- TEXT FOR ANALYSIS
○ ○ ○ ○
SHS sales are expected to bounce back by 2023, creating more employment opportunities.

The study by Power for All, the global campaign to end energy poverty, in collaboration with various partners in Kenya, examined the labor market for the DRE industry in five countries -Ethiopia, India, Kenya, Nigeria, and Uganda.

It was supported by The Rockefeller Foundation, Good Energies Foundation, and the European Programme GET.invest and surveyed more than 350 companies across the five countries.

Of the five countries studied, Kenya ranked second to Nigeria in terms of post-pandemic recovery and DRE job growth.

The sector is expected to bounce back to its pre-pandemic employment numbers by the end of 2022, with total jobs projected to reach 53,000.

Kenya currently ranks fifth in electricity access in sub-Saharan Africa, with 75 percent of its population having access to electricity in 2021—up from 36 percent in 2014, thanks to the growth of both grid-powered and solar-powered homes.

However, as in most African countries, there is a significant difference in electricity access between rural and urban populations.

While more than 94 per cent of people living in urban areas have electricity access, only 63 per cent of those living in rural areas do.

This is a result of the high costs of extending the national grid to remote rural areas.

In 2007 to address this issue, the Kenyan government created the Rural Electrification Authority (REA) with the aim of accelerating universal access to electricity.

This is through grid extension and the deployment of DRE technologies.

“The report findings demonstrate the viability of the DRE sector to help accelerate the country’s universal energy access agenda while addressing the high levels of unemployment, especially in rural areas,” Power for All’s campaigns and partnership manager, Anand Pathanjali, said.

Kenya is the most developed DRE market in sub-Saharan Africa, accounting for more than a quarter of the total annual sales of solar home systems products in the region.

As the sector matures, large-scale commercial, industrial and mini-grid systems are expected to become increasingly important and major job creators.

"However, this growth is likely to be stymied due to the country’s ban on mini-grid development within a 15 kilometer radius of the national grid," the study notes.
○ ○ ○ ○
- TASK REQUIREMENTS
1. In the article on Kenya's DRE sector, which country ranked ahead of Kenya in post-pandemic recovery and DRE job growth?
2. List the five countries whose DRE labor market was examined in the study described in the article on Kenya's DRE sector.
3. Carry on the article on Kenya's DRE sector, picking up after its final sentence.

- COLLECTED DATA
○ ○ ○ ○
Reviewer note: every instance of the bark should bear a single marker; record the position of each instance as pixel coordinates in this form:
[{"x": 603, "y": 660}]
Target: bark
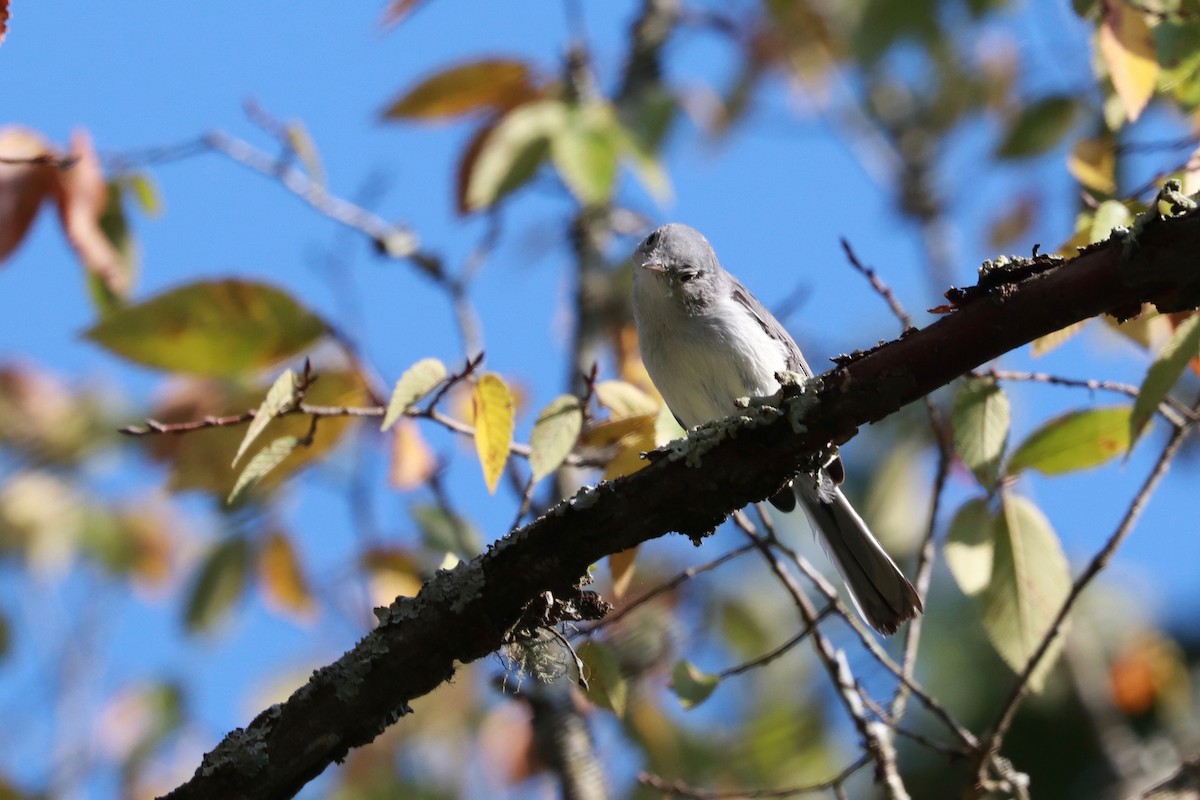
[{"x": 471, "y": 612}]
○ ○ ○ ○
- ANSWERS FOR THE EXERCISE
1. Nigeria

2. Ethiopia, India, Kenya, Nigeria, Uganda

3.
Of the five countries surveyed, Kenya leads in the integration of women into the DRE workforce with 41 per cent of the employees being female.

This was a significant increase from the Powering Jobs Census 2019 data, in which the participation rate for women was 23 per cent.

On the other hand, the sector is behind the national average of 49 per cent, calling for increased efforts to bring more women into the sector and in more meaningful positions.

According to the survey, there was also a sizeable gender pay gap in the Kenyan DRE sector with women in the sector earning, on average, 78 per cent less than their male counterparts.

The study also identified the skills DRE company leaders want their staff to possess and calls for collaboration between various stakeholders—education institutions, technical and vocational education and training (TVET), government and DRE companies.

This is to support re-skilling and up-skilling to fully realise the sector’s potential to deliver modern energy (SDG 7), as well as good work and decent jobs (SDG 8).

"While Kenya has already made significant strides in attracting private investment for renewable energy projects, the government must continue supporting the development of DRE technologies to meet increasing electricity demand," Pathanjali said in a statement yesterday.

Relevant policies should aim for an integrated energy sector that leverages the benefits of both on-grid and off-grid technologies.

The Powering Jobs Census 2022 coordinated and led by Power for All is part of the #PoweringJobs campaign.

Across the world, centralised energy systems based on fossil fuels have been supported by large capital projects through state investments and loans (although many have private equity in the meantime).

This has led to higher energy prices, to a certain misalignment with the SDG (sustainable development goals).

It is also exposing countries to Energy Return on Investment (which is declining) risks supporting complex societies.